The Gas Market Is in Serious But Stable Condition
A glut of supply means even unusual stimuli can’t spark higher prices.
The natural gas market is in a coma.
I don’t mean gas prices are low, per se; a market can be in the pits but still jump around like a frog in a sock from day to day. Rather, gas prices appear utterly unresponsive even to defibrillator-like stimuli.
Consider April. Last month was the coldest April in 21 years. With all those boilers staying switched on, the Energy Information Administration estimates, preliminarily, that only 22 billion cubic feet of natural gas made it into storage for next winter — the smallest April injection in 35 years. So gas inventories likely ended the month 27 percent below the seasonal five-year average.
See if you can spot the gas market’s panic:
Looking back to 1999, there have been very few instances of U.S. gas inventories running more than 10 percent below the seasonal average. Right now is one of them:
Again, though, it isn’t merely that absolute pricing is structurally lower. Rather, the relationship between stocks and prices appears to have broken down. Here’s the rolling 52-week correlation coefficient of front-month futures prices and the level of inventories relative to the five-year average:
Prices have fallen along with inventories over the past year. 1 The last time prices marched in such lockstep with inventories was 2004. A crucial factor then was declining U.S. gas production. In November 2003, a consortium including Exxon Mobil Corp. launched plans to build a terminal to import liquefied natural gas to fill a supposedly looming supply gap. So even as gas inventories went up, prices did too, as the U.S. was expected to soon be bidding for more imports to satisfy demand.

Information:
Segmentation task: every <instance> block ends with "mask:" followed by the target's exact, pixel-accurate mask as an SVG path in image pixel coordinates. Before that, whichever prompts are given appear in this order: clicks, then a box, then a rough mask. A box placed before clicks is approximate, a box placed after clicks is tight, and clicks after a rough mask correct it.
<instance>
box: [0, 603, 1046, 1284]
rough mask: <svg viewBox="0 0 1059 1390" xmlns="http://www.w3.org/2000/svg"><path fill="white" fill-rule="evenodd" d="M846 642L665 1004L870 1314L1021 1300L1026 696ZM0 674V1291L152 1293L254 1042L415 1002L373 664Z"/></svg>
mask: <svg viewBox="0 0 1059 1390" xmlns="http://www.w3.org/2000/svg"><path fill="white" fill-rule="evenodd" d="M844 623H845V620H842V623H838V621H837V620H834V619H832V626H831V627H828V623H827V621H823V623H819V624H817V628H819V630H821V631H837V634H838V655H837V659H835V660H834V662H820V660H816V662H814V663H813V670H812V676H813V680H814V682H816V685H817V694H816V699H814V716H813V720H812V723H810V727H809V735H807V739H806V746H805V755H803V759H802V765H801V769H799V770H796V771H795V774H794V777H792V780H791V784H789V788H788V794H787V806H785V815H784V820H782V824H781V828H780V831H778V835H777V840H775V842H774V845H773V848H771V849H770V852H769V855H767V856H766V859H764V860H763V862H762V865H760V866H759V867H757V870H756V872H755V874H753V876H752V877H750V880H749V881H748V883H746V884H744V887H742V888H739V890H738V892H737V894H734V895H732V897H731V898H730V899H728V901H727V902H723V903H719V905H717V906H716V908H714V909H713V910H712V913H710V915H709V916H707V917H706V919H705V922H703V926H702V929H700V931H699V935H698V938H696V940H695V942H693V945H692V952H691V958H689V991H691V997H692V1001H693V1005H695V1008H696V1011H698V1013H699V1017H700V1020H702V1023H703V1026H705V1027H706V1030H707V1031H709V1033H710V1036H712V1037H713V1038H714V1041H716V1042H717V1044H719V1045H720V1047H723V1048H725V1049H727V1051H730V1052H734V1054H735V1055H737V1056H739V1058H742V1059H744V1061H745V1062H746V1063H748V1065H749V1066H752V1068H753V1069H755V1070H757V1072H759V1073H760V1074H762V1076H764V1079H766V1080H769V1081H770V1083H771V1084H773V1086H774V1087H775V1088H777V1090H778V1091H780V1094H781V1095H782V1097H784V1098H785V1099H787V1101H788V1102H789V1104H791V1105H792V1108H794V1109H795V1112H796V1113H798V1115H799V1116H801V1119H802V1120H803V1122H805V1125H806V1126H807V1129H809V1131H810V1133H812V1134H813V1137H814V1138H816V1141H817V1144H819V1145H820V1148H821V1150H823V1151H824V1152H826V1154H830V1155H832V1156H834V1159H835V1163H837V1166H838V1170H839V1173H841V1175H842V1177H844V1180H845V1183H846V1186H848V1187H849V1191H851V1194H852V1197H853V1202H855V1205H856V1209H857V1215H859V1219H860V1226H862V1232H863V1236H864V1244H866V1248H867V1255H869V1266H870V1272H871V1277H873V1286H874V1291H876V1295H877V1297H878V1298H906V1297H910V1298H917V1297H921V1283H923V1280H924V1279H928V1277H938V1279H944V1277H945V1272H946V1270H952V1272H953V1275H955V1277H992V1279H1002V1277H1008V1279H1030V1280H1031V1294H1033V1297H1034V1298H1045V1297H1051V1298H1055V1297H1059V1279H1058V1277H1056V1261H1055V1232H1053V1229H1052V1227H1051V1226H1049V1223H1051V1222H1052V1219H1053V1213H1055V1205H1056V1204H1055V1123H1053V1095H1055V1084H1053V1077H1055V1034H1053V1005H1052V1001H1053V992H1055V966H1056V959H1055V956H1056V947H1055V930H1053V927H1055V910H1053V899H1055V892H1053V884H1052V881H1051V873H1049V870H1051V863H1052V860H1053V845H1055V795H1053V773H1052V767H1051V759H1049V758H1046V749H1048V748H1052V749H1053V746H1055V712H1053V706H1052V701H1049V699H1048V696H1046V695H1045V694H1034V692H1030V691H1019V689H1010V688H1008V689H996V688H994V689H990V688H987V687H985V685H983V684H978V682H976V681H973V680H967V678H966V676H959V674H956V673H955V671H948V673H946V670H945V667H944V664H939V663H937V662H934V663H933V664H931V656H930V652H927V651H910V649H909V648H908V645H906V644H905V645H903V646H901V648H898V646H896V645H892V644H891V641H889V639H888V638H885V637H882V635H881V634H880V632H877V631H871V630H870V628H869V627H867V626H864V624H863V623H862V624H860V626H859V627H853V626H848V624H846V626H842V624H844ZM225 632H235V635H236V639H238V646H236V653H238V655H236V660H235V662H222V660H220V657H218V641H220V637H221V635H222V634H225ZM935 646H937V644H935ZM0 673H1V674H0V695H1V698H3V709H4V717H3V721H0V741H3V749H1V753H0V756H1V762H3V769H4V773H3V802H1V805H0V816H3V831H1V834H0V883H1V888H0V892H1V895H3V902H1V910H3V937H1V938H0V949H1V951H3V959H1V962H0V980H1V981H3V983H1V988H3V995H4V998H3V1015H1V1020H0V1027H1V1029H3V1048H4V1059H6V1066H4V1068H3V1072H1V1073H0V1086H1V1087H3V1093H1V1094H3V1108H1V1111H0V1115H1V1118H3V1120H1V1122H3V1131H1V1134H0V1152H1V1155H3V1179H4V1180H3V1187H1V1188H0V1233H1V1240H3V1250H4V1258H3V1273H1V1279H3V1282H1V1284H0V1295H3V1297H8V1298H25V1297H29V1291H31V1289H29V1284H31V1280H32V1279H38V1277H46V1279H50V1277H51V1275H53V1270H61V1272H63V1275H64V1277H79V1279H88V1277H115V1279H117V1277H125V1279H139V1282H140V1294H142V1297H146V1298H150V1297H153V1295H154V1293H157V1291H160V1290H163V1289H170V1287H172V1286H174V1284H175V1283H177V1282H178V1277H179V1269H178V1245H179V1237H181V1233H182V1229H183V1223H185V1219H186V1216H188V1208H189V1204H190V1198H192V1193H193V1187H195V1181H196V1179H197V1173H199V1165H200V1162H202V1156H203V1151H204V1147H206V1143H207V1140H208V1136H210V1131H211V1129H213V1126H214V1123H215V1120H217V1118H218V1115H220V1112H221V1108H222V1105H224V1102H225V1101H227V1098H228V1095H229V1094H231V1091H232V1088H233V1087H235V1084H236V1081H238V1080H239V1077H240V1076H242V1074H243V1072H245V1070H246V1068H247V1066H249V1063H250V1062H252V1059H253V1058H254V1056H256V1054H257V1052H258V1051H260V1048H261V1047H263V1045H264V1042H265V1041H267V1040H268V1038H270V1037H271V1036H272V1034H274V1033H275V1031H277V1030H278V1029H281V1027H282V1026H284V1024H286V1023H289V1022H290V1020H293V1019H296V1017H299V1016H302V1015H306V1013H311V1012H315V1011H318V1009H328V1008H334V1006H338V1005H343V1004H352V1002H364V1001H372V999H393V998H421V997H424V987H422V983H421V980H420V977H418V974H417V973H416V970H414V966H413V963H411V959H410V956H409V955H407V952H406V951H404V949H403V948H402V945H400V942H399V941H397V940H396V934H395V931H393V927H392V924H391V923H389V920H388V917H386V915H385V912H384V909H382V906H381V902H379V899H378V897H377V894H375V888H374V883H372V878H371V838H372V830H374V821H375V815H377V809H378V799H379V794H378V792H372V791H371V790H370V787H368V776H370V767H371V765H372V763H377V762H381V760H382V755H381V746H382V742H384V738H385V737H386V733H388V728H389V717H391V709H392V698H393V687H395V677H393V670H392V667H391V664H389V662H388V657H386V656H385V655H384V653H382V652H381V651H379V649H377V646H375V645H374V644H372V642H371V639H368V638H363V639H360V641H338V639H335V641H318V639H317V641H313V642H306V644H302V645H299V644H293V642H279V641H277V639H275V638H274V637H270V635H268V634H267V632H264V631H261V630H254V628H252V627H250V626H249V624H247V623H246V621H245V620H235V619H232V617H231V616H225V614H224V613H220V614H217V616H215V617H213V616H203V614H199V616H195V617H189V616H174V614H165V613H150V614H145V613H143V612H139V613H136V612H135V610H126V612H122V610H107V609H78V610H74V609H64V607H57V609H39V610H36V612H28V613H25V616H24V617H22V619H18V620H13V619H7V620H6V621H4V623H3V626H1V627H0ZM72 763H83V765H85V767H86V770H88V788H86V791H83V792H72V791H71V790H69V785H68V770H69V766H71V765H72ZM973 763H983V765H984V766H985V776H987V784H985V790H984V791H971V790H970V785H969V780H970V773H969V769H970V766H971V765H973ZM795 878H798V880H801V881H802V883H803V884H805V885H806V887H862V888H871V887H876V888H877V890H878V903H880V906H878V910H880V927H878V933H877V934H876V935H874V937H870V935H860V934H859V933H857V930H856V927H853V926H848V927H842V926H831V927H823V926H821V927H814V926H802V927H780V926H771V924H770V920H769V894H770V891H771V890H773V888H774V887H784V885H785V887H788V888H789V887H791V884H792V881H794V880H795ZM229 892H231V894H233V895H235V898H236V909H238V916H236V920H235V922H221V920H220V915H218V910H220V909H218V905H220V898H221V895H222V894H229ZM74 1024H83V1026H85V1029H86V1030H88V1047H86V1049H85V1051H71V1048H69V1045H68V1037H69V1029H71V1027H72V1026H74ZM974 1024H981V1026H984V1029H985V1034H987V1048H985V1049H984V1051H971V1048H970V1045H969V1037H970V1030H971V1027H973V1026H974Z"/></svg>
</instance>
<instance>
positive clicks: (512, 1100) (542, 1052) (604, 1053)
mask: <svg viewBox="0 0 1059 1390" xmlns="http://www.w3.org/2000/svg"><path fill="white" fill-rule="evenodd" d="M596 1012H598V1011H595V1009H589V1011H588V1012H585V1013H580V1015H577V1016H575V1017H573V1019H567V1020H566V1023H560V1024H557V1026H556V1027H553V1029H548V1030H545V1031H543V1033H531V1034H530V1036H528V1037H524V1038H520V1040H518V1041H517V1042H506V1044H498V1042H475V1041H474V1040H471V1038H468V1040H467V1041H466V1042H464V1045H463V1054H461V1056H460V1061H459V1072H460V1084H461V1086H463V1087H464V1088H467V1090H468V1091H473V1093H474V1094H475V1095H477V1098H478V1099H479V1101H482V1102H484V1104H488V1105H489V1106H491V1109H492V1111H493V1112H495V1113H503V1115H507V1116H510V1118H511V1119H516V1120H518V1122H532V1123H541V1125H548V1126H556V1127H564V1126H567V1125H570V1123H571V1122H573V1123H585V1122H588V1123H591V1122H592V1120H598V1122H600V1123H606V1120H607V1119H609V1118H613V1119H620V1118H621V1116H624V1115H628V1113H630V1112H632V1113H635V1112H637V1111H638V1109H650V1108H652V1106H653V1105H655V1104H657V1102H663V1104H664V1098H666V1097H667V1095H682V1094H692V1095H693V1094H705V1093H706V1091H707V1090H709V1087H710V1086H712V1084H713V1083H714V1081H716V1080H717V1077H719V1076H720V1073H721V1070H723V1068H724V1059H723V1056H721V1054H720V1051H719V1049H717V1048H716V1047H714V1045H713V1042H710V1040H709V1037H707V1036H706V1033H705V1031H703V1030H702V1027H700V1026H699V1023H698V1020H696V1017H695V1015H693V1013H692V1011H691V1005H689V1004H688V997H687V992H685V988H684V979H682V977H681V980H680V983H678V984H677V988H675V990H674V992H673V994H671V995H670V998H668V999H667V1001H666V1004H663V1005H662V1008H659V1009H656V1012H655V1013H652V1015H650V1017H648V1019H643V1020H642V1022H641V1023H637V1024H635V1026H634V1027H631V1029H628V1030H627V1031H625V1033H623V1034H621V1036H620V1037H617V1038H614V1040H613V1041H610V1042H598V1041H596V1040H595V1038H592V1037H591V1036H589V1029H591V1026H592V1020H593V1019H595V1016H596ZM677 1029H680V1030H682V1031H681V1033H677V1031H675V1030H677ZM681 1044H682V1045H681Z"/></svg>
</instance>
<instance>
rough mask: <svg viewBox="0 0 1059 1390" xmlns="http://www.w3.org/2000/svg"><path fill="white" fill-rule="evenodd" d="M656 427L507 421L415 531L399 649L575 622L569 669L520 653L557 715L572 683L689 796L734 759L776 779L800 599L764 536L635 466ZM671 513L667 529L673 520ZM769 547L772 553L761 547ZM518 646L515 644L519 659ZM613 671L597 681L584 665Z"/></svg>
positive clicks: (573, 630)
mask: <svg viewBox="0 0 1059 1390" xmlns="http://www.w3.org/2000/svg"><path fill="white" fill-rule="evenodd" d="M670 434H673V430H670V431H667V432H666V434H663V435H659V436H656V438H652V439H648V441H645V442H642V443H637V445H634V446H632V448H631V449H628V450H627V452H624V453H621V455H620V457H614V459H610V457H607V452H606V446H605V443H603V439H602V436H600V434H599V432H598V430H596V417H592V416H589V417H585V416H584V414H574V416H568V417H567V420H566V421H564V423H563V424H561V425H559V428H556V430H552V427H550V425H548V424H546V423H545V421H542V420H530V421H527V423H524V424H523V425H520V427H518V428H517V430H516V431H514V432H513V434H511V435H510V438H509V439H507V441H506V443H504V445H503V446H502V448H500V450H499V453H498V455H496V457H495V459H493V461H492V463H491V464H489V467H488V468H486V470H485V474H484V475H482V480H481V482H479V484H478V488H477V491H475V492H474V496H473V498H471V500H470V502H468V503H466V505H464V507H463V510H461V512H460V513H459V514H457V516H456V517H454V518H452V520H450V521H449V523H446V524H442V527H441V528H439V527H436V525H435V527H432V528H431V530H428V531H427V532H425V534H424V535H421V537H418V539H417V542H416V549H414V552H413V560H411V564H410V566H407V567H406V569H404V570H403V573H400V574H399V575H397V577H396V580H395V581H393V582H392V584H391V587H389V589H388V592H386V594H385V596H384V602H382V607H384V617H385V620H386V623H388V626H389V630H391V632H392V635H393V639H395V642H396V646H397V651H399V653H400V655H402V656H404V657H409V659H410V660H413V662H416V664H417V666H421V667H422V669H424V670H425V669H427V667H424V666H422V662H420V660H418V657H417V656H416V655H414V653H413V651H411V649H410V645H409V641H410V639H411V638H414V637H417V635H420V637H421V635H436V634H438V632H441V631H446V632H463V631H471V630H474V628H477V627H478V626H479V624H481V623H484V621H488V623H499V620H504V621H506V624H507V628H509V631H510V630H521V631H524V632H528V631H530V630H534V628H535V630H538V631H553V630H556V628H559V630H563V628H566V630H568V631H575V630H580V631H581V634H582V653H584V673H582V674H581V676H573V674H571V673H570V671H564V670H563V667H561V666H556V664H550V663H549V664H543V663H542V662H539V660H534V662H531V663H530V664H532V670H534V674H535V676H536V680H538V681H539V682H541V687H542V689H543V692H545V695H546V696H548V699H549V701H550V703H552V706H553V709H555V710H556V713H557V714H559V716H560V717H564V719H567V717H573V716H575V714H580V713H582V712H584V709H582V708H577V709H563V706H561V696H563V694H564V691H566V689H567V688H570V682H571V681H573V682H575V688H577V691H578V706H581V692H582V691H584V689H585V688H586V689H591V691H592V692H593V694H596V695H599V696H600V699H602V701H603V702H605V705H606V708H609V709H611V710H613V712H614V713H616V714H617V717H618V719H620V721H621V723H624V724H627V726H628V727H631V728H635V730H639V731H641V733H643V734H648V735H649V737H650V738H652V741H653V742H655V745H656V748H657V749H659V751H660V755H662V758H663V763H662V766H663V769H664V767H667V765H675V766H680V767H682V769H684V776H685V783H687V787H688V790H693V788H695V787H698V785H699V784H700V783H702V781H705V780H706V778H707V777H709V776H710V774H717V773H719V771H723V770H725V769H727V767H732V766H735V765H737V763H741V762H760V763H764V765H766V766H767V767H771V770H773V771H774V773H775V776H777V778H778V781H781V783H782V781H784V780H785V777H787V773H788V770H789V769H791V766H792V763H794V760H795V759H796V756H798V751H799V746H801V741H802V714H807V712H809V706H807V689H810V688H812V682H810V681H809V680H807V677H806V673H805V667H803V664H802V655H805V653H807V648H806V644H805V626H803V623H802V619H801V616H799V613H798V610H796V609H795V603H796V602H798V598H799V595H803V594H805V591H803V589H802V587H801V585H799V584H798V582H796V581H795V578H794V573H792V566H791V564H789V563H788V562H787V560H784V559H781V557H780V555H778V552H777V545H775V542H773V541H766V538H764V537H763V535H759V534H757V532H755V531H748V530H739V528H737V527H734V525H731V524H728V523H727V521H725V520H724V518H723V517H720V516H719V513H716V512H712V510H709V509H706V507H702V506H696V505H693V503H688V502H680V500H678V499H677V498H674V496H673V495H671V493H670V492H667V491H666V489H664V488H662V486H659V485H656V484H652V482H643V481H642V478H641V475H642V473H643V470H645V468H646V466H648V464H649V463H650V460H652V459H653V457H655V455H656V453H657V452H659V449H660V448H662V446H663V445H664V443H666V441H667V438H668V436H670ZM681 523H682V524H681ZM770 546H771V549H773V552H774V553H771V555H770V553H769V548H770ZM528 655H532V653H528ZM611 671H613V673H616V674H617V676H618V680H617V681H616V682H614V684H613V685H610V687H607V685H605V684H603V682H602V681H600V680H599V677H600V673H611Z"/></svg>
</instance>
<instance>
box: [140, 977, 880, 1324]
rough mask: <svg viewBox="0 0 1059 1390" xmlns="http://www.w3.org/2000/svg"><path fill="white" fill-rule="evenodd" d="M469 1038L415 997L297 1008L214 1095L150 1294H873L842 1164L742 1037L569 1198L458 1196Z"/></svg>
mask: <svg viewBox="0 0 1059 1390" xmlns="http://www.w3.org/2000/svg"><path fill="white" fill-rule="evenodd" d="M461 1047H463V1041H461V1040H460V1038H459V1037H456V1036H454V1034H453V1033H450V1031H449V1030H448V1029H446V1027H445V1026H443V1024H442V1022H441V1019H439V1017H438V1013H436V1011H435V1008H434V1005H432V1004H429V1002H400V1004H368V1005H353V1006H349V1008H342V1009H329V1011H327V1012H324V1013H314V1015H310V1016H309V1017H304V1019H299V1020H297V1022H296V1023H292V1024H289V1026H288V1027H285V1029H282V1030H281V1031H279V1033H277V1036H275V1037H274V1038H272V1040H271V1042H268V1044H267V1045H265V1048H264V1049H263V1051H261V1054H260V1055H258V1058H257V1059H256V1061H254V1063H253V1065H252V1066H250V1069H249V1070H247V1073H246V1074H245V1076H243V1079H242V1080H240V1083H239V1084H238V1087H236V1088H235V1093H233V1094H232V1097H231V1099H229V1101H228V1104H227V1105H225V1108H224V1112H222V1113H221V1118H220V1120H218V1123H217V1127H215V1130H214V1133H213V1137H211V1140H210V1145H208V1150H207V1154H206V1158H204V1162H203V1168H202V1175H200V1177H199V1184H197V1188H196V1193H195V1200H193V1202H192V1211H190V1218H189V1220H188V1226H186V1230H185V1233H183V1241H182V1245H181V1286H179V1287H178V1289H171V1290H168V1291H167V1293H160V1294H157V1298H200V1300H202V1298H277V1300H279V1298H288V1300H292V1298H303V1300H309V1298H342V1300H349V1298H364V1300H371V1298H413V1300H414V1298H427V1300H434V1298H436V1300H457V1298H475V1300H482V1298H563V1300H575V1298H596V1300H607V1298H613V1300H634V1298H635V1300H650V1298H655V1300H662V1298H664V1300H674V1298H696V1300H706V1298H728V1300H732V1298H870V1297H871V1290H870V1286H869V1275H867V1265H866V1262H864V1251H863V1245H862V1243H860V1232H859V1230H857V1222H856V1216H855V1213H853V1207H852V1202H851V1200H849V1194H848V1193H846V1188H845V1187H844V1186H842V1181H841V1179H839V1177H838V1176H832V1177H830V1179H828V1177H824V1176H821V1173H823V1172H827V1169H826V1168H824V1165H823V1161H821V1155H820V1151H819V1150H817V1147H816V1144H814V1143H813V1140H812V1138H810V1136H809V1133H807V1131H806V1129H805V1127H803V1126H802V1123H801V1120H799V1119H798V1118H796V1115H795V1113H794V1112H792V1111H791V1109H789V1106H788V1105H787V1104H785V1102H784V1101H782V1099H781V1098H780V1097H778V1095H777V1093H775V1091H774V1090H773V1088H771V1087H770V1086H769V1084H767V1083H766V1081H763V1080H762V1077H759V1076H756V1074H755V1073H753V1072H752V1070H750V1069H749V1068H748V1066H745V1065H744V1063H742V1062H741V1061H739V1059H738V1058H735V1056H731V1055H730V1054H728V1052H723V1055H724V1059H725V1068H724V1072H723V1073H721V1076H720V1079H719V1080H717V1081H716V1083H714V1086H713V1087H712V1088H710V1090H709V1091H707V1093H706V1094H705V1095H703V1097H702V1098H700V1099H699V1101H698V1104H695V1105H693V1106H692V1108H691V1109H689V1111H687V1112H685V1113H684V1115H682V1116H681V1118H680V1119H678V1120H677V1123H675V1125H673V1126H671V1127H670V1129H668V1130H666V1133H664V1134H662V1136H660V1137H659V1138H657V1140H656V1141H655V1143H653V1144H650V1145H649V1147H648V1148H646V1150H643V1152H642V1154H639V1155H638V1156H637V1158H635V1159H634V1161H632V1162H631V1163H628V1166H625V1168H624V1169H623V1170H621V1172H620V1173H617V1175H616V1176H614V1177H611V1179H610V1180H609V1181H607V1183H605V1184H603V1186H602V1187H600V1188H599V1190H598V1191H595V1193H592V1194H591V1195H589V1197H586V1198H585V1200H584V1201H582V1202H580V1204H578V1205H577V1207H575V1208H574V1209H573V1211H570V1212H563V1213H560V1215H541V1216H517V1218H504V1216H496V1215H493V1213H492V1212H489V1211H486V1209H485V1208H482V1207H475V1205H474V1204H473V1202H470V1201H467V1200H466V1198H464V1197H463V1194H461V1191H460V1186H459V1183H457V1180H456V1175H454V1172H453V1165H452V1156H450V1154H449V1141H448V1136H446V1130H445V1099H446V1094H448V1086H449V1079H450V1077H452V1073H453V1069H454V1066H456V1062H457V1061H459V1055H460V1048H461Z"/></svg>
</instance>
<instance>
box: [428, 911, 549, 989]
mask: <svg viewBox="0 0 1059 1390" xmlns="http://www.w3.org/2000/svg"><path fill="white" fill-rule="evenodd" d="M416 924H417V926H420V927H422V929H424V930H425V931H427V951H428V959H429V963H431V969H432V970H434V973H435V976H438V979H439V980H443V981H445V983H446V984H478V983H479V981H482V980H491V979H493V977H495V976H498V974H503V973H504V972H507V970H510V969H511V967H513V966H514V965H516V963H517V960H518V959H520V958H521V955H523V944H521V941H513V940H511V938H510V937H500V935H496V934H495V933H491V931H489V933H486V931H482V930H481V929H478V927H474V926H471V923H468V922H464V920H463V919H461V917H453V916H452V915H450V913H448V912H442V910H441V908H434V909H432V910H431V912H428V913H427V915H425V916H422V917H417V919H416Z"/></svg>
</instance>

Problem 1:
In the natural gas article, what is the Energy Information Administration's preliminary estimate of how much natural gas went into storage in April?
Problem 2:
Write out the part of the natural gas article that begins at the words "The natural gas" and stops after "seasonal five-year average.".
Problem 3:
According to the natural gas article, why did gas prices go up in 2004 even as inventories rose?
The records play no role in this work.

Exercise solution 1:
22 billion cubic feet

Exercise solution 2:
The natural gas market is in a coma.
I don’t mean gas prices are low, per se; a market can be in the pits but still jump around like a frog in a sock from day to day. Rather, gas prices appear utterly unresponsive even to defibrillator-like stimuli.
Consider April. Last month was the coldest April in 21 years. With all those boilers staying switched on, the Energy Information Administration estimates, preliminarily, that only 22 billion cubic feet of natural gas made it into storage for next winter — the smallest April injection in 35 years. So gas inventories likely ended the month 27 percent below the seasonal five-year average.

Exercise solution 3:
U.S. gas production was declining, and the country was expected to soon be bidding for more imports to satisfy demand. A consortium including Exxon Mobil Corp. had launched plans in November 2003 to build a terminal to import liquefied natural gas to fill a supposedly looming supply gap.